Output only the lines below that start at the line containing "56L498 45L455 131L398" and end at the line containing "positive clicks: (184, 233) (349, 121)", with both ends kept.

▼

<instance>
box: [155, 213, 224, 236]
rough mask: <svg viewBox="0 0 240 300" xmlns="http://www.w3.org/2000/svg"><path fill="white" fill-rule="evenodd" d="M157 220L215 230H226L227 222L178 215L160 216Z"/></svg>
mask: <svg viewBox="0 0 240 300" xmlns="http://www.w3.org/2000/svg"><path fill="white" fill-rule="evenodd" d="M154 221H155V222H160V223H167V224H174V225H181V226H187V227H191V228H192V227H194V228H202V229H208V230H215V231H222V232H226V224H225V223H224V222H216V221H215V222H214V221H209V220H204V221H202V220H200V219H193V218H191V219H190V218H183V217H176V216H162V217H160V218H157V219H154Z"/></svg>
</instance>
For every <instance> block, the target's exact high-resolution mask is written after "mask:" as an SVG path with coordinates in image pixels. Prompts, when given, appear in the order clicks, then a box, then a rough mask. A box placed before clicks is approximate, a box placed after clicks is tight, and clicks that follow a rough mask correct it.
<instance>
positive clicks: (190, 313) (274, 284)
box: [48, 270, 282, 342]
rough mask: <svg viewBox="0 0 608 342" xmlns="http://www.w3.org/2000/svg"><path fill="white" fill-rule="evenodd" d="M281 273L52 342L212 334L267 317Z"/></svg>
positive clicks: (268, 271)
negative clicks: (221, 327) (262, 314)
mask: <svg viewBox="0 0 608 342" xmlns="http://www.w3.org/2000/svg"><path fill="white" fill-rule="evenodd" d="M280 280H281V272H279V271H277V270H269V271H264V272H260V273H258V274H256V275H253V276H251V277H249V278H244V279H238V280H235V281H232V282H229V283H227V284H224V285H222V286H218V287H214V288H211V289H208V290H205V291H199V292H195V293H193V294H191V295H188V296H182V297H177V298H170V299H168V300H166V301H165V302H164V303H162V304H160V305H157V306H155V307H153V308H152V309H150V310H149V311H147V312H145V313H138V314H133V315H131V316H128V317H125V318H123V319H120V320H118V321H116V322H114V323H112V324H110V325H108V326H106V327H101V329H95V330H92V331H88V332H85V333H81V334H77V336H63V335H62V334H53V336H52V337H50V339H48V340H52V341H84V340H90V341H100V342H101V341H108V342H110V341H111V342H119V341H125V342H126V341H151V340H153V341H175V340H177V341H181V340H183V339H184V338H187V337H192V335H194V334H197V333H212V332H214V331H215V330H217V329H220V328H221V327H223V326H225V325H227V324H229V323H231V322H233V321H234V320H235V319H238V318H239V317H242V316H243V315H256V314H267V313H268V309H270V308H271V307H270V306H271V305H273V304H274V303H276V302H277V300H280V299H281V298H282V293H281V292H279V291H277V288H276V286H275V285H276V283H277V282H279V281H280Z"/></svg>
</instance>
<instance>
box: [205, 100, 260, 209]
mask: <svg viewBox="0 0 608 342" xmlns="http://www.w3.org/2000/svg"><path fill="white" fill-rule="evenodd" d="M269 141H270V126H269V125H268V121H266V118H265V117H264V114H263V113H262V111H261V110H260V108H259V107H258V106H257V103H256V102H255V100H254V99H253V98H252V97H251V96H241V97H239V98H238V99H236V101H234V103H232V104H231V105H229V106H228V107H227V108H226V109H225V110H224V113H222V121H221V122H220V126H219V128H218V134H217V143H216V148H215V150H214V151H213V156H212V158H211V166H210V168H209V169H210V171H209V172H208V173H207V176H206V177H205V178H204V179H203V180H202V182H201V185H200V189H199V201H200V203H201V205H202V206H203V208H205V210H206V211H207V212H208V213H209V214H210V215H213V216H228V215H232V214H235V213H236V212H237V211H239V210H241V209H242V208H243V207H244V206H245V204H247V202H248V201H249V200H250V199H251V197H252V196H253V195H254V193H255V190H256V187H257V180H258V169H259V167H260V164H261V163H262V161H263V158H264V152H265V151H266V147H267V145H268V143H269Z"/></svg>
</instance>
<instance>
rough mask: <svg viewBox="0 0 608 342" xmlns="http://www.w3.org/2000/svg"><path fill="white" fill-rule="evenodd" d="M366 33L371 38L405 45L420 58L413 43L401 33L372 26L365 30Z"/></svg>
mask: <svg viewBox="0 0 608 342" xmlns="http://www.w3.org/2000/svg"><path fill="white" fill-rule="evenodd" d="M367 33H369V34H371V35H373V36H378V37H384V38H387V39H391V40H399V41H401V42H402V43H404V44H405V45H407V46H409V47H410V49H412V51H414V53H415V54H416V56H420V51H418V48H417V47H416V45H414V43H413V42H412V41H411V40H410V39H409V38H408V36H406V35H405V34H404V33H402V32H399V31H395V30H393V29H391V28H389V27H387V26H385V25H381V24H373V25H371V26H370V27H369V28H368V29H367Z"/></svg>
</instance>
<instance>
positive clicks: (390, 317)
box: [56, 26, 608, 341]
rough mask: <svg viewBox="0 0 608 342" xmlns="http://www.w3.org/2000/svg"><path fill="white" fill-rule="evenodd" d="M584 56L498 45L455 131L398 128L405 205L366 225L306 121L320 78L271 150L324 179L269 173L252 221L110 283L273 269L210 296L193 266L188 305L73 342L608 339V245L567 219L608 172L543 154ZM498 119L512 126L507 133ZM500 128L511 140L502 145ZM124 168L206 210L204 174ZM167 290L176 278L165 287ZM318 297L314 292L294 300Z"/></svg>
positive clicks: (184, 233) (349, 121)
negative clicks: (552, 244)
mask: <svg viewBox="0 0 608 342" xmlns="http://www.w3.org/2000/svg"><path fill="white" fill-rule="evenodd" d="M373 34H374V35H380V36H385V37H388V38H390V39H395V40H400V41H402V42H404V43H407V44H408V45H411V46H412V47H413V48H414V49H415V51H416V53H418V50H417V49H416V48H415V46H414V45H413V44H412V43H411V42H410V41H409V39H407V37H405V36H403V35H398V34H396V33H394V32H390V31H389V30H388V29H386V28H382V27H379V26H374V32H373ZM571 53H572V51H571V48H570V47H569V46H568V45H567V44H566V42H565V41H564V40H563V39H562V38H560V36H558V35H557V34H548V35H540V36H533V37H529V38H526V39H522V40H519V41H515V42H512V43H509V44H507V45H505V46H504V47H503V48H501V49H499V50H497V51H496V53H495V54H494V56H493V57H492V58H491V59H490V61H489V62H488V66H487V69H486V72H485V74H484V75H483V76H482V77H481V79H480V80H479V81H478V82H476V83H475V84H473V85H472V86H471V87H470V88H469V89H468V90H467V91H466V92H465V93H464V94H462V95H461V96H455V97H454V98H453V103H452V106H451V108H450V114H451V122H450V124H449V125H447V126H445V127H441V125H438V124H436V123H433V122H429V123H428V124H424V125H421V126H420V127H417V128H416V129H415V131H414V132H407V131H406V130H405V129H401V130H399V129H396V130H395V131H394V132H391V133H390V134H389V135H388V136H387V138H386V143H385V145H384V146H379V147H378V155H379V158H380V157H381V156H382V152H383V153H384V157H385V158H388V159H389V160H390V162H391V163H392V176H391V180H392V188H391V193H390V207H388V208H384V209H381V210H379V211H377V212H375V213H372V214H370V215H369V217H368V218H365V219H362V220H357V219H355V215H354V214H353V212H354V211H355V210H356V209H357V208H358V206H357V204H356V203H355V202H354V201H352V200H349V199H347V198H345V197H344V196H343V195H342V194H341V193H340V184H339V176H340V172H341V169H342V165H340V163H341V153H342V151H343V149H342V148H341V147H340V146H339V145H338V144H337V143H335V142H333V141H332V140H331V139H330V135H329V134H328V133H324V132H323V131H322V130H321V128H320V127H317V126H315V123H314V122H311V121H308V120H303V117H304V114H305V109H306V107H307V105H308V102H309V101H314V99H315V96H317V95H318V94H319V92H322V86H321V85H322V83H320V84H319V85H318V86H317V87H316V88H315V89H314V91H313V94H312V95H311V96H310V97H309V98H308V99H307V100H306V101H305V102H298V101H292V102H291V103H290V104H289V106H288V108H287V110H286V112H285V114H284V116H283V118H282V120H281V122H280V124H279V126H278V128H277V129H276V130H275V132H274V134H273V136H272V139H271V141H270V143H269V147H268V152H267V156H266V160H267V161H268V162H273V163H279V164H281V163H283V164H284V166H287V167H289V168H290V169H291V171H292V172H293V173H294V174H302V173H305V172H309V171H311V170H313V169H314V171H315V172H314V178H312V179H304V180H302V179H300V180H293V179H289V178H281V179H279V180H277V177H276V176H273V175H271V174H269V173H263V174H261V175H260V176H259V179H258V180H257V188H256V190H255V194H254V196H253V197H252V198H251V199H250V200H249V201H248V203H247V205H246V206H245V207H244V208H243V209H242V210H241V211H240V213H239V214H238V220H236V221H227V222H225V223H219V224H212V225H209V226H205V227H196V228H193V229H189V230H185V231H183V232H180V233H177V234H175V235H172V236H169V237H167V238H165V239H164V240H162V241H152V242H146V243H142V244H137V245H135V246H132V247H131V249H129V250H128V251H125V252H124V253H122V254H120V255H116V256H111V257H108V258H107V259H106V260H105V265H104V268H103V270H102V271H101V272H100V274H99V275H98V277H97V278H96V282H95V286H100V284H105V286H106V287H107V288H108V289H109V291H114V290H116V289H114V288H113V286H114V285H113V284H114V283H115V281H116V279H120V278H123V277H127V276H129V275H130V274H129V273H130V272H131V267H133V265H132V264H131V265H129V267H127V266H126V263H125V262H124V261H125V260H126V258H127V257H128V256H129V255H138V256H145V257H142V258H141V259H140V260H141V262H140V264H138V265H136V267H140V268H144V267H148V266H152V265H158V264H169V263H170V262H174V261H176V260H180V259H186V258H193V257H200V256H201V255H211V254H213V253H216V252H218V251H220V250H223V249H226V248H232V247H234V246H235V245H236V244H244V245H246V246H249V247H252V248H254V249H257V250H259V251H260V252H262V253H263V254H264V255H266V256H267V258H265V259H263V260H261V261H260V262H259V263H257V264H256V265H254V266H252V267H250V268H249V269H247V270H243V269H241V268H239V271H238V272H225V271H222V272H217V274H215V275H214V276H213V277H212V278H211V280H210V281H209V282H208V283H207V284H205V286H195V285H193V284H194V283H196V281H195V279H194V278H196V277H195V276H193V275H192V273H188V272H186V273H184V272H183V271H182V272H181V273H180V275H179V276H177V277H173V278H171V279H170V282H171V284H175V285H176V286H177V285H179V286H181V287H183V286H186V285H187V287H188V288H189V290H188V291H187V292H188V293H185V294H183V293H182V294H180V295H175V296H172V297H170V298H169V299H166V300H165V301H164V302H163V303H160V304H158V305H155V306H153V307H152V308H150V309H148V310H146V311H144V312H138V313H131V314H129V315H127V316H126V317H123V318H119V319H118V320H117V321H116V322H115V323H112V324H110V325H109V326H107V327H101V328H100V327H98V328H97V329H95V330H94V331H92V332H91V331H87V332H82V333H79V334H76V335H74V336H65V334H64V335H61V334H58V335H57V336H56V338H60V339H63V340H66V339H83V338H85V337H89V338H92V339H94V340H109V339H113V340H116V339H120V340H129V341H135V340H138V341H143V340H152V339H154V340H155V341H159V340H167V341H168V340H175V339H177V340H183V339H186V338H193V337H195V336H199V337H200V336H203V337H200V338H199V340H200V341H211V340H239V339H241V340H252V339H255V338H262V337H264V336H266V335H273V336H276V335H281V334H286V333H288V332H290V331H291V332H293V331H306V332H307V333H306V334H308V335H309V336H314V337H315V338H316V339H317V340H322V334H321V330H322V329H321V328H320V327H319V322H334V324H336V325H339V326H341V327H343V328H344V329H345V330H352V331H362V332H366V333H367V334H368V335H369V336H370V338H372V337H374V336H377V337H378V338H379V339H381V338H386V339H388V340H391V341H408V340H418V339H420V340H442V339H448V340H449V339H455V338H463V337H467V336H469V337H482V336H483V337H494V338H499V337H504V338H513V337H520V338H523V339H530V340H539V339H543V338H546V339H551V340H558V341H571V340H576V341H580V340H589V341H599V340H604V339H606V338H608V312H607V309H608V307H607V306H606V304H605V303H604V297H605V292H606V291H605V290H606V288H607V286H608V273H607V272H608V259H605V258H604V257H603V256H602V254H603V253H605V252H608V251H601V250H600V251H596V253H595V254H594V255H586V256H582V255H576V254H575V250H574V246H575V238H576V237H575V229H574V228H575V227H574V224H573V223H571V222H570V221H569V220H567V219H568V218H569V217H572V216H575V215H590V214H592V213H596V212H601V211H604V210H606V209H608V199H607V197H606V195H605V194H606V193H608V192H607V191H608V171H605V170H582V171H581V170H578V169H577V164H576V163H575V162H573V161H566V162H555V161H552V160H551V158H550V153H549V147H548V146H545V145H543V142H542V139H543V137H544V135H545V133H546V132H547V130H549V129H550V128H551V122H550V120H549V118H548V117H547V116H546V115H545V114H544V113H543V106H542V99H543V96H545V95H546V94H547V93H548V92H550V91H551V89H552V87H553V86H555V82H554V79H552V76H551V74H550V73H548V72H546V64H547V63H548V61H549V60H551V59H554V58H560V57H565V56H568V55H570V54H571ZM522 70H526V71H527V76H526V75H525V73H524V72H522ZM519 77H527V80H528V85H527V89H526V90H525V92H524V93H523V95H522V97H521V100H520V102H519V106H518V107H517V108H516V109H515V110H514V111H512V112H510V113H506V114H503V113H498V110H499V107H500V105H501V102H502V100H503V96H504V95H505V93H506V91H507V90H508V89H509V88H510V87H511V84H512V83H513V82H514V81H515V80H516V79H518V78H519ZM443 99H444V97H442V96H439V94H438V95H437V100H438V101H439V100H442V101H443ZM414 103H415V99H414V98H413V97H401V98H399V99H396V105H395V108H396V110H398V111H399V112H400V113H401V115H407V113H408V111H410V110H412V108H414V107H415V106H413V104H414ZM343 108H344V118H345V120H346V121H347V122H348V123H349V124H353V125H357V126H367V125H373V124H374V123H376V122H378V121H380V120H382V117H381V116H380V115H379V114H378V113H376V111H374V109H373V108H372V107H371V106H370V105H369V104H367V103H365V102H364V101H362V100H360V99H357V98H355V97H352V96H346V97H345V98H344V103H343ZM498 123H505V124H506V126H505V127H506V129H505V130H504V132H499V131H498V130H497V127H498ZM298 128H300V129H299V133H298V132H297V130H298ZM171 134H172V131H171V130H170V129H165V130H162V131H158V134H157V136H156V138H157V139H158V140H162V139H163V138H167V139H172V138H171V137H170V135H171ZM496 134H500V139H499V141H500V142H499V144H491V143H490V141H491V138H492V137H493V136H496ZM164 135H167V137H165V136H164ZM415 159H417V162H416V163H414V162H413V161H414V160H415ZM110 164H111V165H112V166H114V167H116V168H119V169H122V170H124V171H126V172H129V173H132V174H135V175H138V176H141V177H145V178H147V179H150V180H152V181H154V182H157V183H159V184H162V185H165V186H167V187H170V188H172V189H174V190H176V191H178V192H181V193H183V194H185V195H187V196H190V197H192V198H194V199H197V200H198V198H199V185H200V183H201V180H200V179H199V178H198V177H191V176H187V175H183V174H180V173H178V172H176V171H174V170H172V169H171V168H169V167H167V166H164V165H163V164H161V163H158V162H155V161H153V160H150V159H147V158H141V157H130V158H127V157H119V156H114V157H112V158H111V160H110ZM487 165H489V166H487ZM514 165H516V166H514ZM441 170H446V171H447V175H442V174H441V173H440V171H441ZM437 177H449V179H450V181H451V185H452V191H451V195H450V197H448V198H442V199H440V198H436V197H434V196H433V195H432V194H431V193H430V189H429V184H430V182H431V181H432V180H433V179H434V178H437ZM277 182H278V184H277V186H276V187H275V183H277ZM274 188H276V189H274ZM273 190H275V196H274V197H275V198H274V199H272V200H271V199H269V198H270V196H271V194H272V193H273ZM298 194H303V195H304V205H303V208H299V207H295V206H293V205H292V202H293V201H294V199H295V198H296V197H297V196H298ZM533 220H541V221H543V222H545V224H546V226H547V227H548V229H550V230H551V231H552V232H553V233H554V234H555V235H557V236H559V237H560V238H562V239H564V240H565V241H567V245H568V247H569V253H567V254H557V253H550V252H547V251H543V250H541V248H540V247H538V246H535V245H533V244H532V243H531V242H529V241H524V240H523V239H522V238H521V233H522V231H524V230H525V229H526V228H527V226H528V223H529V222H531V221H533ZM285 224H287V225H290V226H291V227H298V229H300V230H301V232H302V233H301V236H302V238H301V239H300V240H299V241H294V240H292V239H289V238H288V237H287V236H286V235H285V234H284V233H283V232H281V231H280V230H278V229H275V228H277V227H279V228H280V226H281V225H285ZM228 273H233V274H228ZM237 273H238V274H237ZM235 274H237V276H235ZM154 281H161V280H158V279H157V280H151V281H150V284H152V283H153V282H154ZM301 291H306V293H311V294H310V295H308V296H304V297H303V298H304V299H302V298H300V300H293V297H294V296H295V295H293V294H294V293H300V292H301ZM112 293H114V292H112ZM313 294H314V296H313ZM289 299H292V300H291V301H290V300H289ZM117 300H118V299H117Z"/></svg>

▲

** The completed task **
rough mask: <svg viewBox="0 0 608 342" xmlns="http://www.w3.org/2000/svg"><path fill="white" fill-rule="evenodd" d="M584 56L498 45L455 131L398 128L405 205L366 225L306 121L320 78L271 150L324 179L269 173L252 221L110 283L273 269L210 296L193 266L188 305L73 342L608 339V245L567 219L608 172L543 154ZM498 119L512 126L507 133ZM500 128L511 140L502 145ZM124 168L206 210L204 174ZM167 290L176 278L165 287ZM318 297L314 292L294 300Z"/></svg>
positive clicks: (184, 233) (349, 121)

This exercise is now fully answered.